TO BE DONE> Format the rows from the line containing "shape point(368, 116)" through the end of the rows as a two-column CSV with the header instruction,points. Give one line per row, with the row's text in the first field and its answer in the second, each field quoted and with line breaks replaced by spaces.

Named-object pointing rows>
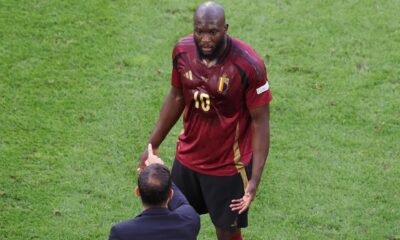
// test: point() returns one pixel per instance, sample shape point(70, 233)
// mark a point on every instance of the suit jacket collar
point(155, 211)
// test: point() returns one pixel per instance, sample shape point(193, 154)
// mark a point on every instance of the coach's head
point(154, 186)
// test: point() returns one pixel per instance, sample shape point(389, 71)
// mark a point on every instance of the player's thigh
point(186, 180)
point(218, 193)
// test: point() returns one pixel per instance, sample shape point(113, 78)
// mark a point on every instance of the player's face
point(209, 35)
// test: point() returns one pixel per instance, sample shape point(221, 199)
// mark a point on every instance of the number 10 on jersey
point(203, 100)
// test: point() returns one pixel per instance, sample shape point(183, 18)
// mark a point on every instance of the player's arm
point(169, 115)
point(260, 145)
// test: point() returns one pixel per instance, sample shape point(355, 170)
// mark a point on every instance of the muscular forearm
point(260, 150)
point(260, 142)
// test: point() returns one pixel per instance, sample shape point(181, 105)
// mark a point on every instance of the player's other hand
point(242, 204)
point(151, 157)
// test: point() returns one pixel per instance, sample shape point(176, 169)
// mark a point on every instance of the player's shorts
point(213, 194)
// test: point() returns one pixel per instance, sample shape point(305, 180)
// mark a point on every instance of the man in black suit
point(167, 214)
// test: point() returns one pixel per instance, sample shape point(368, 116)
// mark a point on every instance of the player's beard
point(214, 53)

RESULT OF THIS TASK>
instruction,points
"// test: point() returns one pixel per instance, sample shape point(368, 116) // mark a point on every instance of the player's beard","point(214, 53)"